== EXERCISE DESCRIPTION ==
Will you extract the entries word for word? Images should not appear in the copy.

== MATERIAL SUPPLIED ==
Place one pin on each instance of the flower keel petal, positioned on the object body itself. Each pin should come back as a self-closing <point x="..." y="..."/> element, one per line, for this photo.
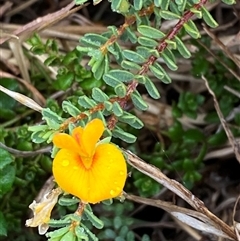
<point x="108" y="173"/>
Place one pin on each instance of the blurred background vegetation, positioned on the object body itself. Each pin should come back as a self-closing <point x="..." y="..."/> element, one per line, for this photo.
<point x="182" y="133"/>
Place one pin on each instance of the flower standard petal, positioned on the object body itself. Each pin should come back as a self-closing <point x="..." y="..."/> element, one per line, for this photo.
<point x="108" y="173"/>
<point x="91" y="134"/>
<point x="69" y="172"/>
<point x="62" y="140"/>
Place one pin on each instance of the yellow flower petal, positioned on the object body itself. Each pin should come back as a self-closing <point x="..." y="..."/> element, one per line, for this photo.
<point x="105" y="179"/>
<point x="67" y="167"/>
<point x="108" y="173"/>
<point x="62" y="140"/>
<point x="91" y="134"/>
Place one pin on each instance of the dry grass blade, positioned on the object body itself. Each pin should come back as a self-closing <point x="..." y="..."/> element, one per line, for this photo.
<point x="185" y="194"/>
<point x="17" y="51"/>
<point x="192" y="218"/>
<point x="22" y="99"/>
<point x="37" y="96"/>
<point x="235" y="145"/>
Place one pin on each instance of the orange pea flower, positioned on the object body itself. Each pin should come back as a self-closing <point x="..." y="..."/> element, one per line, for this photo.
<point x="87" y="169"/>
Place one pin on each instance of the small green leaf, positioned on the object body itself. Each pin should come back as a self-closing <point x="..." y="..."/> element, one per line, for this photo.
<point x="120" y="90"/>
<point x="197" y="12"/>
<point x="70" y="235"/>
<point x="150" y="32"/>
<point x="165" y="4"/>
<point x="108" y="105"/>
<point x="64" y="81"/>
<point x="68" y="107"/>
<point x="193" y="136"/>
<point x="86" y="102"/>
<point x="37" y="136"/>
<point x="52" y="60"/>
<point x="138" y="101"/>
<point x="7" y="173"/>
<point x="169" y="15"/>
<point x="229" y="2"/>
<point x="99" y="95"/>
<point x="130" y="65"/>
<point x="151" y="89"/>
<point x="138" y="4"/>
<point x="144" y="51"/>
<point x="182" y="48"/>
<point x="5" y="158"/>
<point x="96" y="222"/>
<point x="157" y="3"/>
<point x="171" y="44"/>
<point x="141" y="78"/>
<point x="114" y="77"/>
<point x="156" y="71"/>
<point x="3" y="225"/>
<point x="131" y="35"/>
<point x="166" y="79"/>
<point x="121" y="134"/>
<point x="69" y="58"/>
<point x="133" y="56"/>
<point x="191" y="29"/>
<point x="57" y="233"/>
<point x="78" y="2"/>
<point x="147" y="42"/>
<point x="51" y="118"/>
<point x="169" y="62"/>
<point x="131" y="120"/>
<point x="121" y="6"/>
<point x="38" y="128"/>
<point x="207" y="17"/>
<point x="67" y="201"/>
<point x="93" y="40"/>
<point x="90" y="83"/>
<point x="181" y="5"/>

== RESPONSE TO THE TASK ==
Place one pin on each instance of the flower keel petal, positioned on the object body itself. Each pin should come back as a self-closing <point x="..." y="..."/> element, one per line, for this photo.
<point x="108" y="173"/>
Place one pin on each instance of the blurred background vegetation, positioned on the object body itself. Each pin should come back as a self-closing <point x="..." y="..."/> element, one per line, for this photo.
<point x="182" y="133"/>
Place one pin on each instance of the flower standard petal, positioned on the object body itself. Each pin should come back as a self-closing <point x="..." y="..."/> element, one per line, for this photo.
<point x="108" y="173"/>
<point x="91" y="134"/>
<point x="69" y="172"/>
<point x="62" y="140"/>
Place one pin on each instance of the yellow flower petal, positioned on the object body itself. Each pin should come back as a self-closing <point x="..." y="..."/> element, one per line, for this photo.
<point x="105" y="179"/>
<point x="67" y="167"/>
<point x="108" y="173"/>
<point x="62" y="140"/>
<point x="91" y="134"/>
Place one pin on each instance of the dry grass blade, positioned on the object body itself. Each pin should come back as a self-closing <point x="..." y="..."/> element, one per line, for this photo.
<point x="185" y="194"/>
<point x="17" y="51"/>
<point x="192" y="218"/>
<point x="22" y="99"/>
<point x="37" y="96"/>
<point x="235" y="145"/>
Place one pin on each instance of the orange pea flower, positioned on the object body itself. Each pin should come back as a self-closing <point x="..." y="..."/> element, one per line, for this photo.
<point x="87" y="169"/>
Place one pin on each instance of the small green leaf, positioned on the object body itself. Each pin should come back as a self-closing <point x="..." y="..."/> element, one per line, for this photo.
<point x="120" y="90"/>
<point x="197" y="12"/>
<point x="70" y="235"/>
<point x="150" y="32"/>
<point x="165" y="4"/>
<point x="108" y="105"/>
<point x="64" y="81"/>
<point x="68" y="107"/>
<point x="193" y="136"/>
<point x="86" y="102"/>
<point x="37" y="136"/>
<point x="52" y="60"/>
<point x="138" y="101"/>
<point x="7" y="173"/>
<point x="169" y="15"/>
<point x="229" y="2"/>
<point x="99" y="95"/>
<point x="130" y="65"/>
<point x="151" y="89"/>
<point x="138" y="4"/>
<point x="144" y="51"/>
<point x="182" y="48"/>
<point x="5" y="158"/>
<point x="96" y="222"/>
<point x="157" y="3"/>
<point x="171" y="44"/>
<point x="141" y="78"/>
<point x="114" y="77"/>
<point x="156" y="71"/>
<point x="3" y="225"/>
<point x="131" y="35"/>
<point x="166" y="79"/>
<point x="121" y="134"/>
<point x="69" y="58"/>
<point x="133" y="56"/>
<point x="191" y="29"/>
<point x="57" y="233"/>
<point x="78" y="2"/>
<point x="147" y="42"/>
<point x="51" y="118"/>
<point x="169" y="62"/>
<point x="131" y="120"/>
<point x="121" y="6"/>
<point x="38" y="128"/>
<point x="207" y="17"/>
<point x="67" y="201"/>
<point x="93" y="40"/>
<point x="90" y="83"/>
<point x="181" y="5"/>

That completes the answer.